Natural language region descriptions
--------------------

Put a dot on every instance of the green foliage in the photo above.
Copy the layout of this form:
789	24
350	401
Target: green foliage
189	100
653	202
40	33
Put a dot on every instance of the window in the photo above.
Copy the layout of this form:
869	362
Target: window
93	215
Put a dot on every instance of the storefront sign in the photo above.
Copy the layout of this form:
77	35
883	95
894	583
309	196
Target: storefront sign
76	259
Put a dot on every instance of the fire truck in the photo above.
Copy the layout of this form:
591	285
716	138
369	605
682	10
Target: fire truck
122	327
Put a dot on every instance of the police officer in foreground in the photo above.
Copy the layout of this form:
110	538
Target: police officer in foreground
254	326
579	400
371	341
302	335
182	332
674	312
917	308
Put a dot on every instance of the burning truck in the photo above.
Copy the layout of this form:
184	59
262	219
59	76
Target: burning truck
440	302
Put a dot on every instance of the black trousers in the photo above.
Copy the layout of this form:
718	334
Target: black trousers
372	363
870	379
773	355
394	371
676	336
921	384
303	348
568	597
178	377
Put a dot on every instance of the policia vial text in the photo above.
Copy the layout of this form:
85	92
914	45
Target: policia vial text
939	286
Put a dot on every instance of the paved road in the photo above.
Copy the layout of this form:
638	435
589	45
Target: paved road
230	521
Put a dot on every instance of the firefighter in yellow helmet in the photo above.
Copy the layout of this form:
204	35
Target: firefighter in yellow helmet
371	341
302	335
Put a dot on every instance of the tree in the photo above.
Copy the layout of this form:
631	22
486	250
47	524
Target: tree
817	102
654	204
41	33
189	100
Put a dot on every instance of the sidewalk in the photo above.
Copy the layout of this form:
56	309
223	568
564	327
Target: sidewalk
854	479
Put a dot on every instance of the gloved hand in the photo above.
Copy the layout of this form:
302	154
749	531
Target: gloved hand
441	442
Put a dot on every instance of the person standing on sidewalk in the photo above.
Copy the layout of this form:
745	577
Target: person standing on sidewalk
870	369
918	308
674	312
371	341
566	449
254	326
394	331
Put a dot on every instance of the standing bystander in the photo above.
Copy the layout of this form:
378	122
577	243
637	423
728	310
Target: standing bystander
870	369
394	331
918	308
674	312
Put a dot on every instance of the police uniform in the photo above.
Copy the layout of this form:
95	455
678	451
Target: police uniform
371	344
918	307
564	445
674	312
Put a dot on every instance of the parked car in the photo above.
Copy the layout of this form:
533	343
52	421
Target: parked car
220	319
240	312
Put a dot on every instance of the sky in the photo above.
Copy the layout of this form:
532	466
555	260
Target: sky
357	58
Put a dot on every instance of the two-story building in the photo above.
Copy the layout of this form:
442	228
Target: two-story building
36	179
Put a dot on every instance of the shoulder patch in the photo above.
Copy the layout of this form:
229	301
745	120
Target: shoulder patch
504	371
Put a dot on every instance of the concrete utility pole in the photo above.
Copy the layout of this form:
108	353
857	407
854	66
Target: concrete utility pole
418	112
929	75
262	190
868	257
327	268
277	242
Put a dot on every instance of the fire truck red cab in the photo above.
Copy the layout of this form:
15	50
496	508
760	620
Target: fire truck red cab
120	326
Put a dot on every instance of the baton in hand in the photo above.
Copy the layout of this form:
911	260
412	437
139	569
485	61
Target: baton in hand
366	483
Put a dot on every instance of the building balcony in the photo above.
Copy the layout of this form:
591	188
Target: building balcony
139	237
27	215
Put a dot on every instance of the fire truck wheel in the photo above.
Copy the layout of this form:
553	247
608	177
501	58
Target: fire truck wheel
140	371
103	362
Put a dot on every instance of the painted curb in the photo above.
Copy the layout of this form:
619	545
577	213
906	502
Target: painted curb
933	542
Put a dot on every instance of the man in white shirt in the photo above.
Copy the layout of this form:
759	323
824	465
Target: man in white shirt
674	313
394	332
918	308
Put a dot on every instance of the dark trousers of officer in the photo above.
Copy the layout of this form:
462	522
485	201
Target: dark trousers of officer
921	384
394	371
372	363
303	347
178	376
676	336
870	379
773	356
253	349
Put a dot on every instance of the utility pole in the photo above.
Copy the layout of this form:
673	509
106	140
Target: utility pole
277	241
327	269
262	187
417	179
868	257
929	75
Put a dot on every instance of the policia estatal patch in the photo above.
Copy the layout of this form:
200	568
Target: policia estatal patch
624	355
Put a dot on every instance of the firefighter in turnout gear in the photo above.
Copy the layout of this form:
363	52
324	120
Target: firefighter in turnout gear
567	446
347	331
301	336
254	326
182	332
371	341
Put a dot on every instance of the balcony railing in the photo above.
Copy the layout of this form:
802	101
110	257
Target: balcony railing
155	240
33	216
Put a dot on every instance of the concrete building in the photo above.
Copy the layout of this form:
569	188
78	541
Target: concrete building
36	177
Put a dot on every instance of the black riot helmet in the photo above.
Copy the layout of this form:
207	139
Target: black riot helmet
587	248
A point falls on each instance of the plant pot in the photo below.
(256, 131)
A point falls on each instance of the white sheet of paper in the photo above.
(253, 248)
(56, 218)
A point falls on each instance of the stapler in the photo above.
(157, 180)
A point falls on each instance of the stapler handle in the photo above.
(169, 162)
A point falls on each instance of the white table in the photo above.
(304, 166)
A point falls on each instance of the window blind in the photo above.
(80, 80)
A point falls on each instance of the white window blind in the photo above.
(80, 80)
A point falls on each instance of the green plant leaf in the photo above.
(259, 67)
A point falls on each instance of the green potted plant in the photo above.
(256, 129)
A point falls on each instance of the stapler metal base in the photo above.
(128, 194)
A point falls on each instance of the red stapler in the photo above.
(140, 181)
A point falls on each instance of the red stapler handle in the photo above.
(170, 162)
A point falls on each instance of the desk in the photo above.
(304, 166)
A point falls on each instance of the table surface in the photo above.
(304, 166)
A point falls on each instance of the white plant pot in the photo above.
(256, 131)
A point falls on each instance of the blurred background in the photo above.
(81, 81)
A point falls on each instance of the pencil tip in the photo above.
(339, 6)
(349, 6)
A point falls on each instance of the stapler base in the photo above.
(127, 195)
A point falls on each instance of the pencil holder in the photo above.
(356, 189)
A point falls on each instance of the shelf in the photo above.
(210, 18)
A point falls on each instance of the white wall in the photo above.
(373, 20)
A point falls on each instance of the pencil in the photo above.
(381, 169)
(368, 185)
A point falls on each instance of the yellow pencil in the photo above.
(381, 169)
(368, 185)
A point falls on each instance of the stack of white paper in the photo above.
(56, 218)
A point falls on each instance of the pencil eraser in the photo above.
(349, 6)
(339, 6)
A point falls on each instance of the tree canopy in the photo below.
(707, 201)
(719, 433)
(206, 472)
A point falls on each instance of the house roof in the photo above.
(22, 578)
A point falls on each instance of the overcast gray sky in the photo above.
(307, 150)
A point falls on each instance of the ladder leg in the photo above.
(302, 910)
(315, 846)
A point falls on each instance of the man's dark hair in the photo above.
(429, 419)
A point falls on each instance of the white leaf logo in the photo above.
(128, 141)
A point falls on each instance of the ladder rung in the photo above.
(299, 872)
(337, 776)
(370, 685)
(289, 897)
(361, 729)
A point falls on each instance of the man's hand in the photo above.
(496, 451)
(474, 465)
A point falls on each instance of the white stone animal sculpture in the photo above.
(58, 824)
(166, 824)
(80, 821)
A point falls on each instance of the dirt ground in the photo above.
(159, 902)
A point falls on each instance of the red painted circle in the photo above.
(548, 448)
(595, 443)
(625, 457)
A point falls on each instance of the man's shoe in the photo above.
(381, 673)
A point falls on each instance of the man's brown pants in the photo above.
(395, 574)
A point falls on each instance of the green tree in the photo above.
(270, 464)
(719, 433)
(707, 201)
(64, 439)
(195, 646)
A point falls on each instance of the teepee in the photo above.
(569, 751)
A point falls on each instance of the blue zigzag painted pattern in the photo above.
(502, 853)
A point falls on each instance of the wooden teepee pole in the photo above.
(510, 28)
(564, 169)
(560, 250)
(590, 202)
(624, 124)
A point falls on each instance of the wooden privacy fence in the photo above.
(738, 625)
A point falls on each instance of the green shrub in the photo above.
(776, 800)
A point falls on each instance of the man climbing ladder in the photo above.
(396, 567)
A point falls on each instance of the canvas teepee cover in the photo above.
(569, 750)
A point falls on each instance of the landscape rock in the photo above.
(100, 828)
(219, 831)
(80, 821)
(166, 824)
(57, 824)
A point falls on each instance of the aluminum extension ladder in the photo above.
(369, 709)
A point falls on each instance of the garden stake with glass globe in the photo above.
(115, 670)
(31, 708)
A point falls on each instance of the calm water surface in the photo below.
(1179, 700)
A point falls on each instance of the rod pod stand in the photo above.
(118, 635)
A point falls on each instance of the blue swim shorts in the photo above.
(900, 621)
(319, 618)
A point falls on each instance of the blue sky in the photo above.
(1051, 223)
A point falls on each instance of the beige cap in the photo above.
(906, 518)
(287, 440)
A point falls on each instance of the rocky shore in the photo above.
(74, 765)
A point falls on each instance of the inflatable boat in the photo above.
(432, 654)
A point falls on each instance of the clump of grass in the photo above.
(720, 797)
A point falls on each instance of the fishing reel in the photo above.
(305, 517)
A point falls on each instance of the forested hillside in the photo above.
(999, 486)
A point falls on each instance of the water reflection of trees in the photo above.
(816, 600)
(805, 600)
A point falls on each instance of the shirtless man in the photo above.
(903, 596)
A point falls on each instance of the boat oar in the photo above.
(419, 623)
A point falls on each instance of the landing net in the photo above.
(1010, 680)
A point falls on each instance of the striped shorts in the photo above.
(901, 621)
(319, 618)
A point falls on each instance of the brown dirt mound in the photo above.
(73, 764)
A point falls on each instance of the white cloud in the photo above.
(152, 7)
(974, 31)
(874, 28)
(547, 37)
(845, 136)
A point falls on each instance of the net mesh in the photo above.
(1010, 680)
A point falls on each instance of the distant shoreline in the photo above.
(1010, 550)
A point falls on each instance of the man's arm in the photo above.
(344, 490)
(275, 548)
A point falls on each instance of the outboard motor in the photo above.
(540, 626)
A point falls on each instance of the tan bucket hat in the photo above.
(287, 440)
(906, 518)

--------------------

REQUIRED ACTION: Could you return exactly the stretch of the data above that starts at the line with "Target: shoulder patch" and ends at the line with "Put a dot on every instance of the building", both lines included?

ANSWER TO THIS TASK:
Target: shoulder patch
504	371
Put a dot on every instance of the concrete utility pole in the photo above.
Copy the layout of this form:
108	353
857	407
854	66
Target: concrete utility pole
418	112
929	75
262	190
868	257
327	268
277	242
Put a dot on every instance of the fire truck red cab in the photo above.
Copy the layout of this form:
15	50
496	508
760	620
Target: fire truck red cab
120	326
Put a dot on every instance of the baton in hand in the photo above.
Copy the layout of this form:
911	260
412	437
139	569
485	61
Target: baton in hand
366	483
Put a dot on every instance of the building balcony in the photo above.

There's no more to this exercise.